Output should begin at the line holding "per instance: the" and end at the last line of the entries; print those lines verbatim and no others.

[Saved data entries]
--------

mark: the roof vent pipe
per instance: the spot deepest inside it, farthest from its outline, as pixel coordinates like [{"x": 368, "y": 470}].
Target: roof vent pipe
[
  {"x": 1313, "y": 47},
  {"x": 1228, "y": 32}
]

--------

_Solution:_
per instance: the spot deepest inside it, farthest from its outline, as pixel coordinates like [{"x": 368, "y": 470}].
Target: roof vent pipe
[
  {"x": 1313, "y": 47},
  {"x": 1228, "y": 32}
]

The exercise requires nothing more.